_TASK GOAL_: Continue the appeal about seminarians in Malawi after Cyclone Freddy, starting right after its last sentence.

_STUDY TEXT_:
BEGIN

In your part of the city and around the country, seminarians are excited for summer formation experiences, well-earned vacations, time with family and friends…

…but seminarians in Malawi enter this summer still struggling to survive after a devastating cyclone last year, and my hope is YOU will help give them the support and HOPE they urgently need.

You see, Malawi is the 7th poorest nation in the world, and when Cyclone Freddy hit last year, the storm washed away homes, health centers, and schools.  It was the longest-lasting tropical cycle ever recorded, and it cut off vital lifelines for people suffering in deep poverty and still struggling to recover from the cyclones of 2022.

But amid the devastation in central Phalombe (the regional capital), one complex remained standing: the Likanani Catholic Parish and adjoining primary school. Here, missionary priests, religious women, and lay catechists have been distributing food and money. But for one survivor – seminarian Deacon Howard – these missionaries offer more than material goods – they affirm his call to a religious vocation.

END

_DATA FOR REVIEW_:
BEGIN

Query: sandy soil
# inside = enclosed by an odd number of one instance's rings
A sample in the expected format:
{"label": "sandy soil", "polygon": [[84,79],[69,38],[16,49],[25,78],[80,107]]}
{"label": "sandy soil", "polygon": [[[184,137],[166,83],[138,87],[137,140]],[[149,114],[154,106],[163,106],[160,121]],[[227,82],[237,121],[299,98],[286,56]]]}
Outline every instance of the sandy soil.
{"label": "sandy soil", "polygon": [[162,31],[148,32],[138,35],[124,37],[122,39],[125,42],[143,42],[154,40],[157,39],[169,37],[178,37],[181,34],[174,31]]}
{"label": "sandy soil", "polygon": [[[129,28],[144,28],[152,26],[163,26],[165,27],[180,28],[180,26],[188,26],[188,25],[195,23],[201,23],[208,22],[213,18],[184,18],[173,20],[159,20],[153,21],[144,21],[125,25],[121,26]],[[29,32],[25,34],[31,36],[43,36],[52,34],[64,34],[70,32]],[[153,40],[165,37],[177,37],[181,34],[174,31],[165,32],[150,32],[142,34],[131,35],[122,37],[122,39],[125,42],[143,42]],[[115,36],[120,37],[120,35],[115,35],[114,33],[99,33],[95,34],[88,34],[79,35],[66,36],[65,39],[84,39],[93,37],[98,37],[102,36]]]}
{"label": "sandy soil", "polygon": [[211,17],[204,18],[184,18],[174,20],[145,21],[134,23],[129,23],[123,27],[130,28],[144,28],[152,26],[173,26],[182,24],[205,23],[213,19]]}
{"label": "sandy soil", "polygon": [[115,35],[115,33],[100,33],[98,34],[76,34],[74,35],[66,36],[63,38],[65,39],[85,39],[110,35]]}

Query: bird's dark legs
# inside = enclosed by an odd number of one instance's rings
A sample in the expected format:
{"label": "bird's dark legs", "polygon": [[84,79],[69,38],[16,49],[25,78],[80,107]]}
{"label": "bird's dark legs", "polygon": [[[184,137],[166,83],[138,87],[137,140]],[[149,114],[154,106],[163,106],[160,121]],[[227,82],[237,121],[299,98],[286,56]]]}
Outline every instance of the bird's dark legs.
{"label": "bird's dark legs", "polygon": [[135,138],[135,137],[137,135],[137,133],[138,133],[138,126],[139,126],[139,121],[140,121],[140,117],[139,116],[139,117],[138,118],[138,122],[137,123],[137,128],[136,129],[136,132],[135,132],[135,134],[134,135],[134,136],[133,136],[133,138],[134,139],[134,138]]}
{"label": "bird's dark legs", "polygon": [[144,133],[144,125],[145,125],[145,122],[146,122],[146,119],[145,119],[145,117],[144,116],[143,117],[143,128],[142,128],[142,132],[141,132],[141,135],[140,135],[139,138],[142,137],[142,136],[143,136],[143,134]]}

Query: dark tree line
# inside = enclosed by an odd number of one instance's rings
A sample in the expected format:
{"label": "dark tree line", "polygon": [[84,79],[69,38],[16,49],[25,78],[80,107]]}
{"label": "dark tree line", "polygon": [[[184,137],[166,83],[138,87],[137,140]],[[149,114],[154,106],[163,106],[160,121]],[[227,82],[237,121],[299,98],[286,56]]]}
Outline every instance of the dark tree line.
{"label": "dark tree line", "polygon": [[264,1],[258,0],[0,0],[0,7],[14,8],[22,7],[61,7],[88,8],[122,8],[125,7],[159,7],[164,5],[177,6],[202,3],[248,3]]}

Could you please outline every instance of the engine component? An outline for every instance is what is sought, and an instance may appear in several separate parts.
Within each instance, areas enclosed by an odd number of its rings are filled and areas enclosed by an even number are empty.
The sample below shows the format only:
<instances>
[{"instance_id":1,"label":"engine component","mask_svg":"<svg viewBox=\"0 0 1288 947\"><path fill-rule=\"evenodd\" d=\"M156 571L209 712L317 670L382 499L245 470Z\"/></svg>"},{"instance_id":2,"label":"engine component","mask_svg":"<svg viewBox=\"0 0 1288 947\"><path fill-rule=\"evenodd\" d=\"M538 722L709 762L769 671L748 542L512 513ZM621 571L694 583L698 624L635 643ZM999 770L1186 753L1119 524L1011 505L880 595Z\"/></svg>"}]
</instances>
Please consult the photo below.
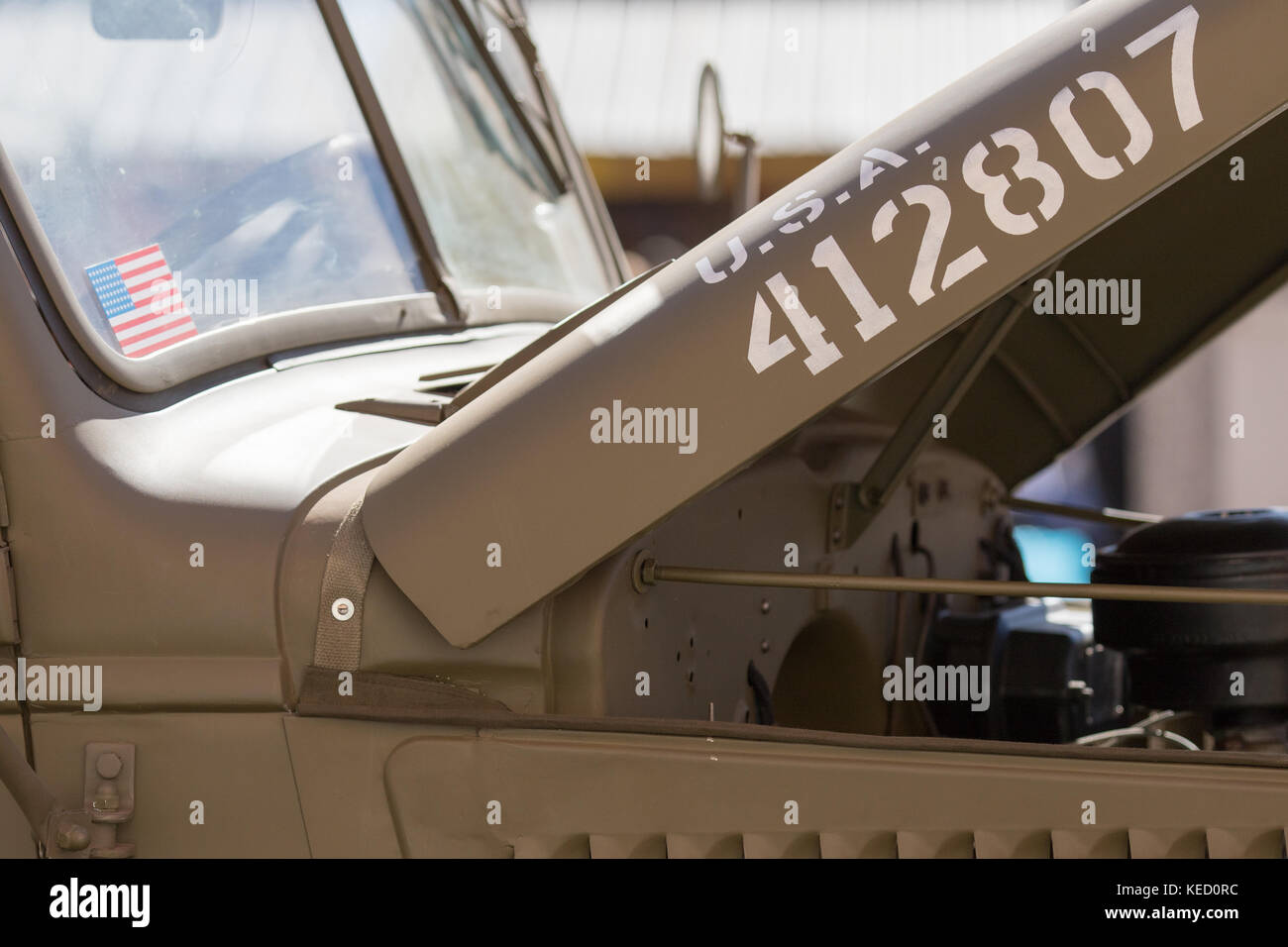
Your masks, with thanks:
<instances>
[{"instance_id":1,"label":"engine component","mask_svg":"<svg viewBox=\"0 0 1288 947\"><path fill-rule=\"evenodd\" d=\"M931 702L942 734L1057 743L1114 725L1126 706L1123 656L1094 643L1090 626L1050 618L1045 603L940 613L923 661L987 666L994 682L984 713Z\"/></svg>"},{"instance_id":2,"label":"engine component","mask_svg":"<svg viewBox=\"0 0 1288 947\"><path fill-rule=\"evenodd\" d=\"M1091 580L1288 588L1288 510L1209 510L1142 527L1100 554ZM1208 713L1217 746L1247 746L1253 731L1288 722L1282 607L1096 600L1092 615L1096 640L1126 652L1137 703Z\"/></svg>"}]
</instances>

END

_TASK RESPONSE_:
Deacon Howard was deeply affected by the storm’s aftermath and the shortage of priests to minister to his community. After all, he learned to read and write in this Catholic school.  He received his First Communion in this parish.

And now, with his marginalized corner of this impoverished country struggling to rebuild, he is more inspired than ever to finish his studies and serve the people right here in the heart of so much suffering. Will you help him and make a gift of $100, $350, or even $700 to the Society of St. Peter Apostle?

Your thoughtful generosity will help seminarians like Deacon Howard to become a priest and tend to a flock that relies on the Catholic Church as a lifeline – spiritually and literally. “I wouldn’t have made it into the priesthood!  And we are in dire need of priests!”

St. Peter is the only major seminary in the country, and your support is crucial to keeping it open.  The Church of Malawi spent $2,000 per year throughout Deacon’s training (he’s currently in his ninth and final year).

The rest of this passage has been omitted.